Stored entries:
#####

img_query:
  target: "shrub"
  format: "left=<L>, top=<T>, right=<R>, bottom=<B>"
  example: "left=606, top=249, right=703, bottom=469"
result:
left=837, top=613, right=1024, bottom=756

#####

* **Brief**:
Copy each of the items above word for word.

* **Answer below**:
img_query:
  target: "shrub"
  format: "left=<L>, top=<T>, right=<R>, bottom=<B>"
  example: "left=606, top=249, right=703, bottom=469"
result:
left=837, top=613, right=1024, bottom=756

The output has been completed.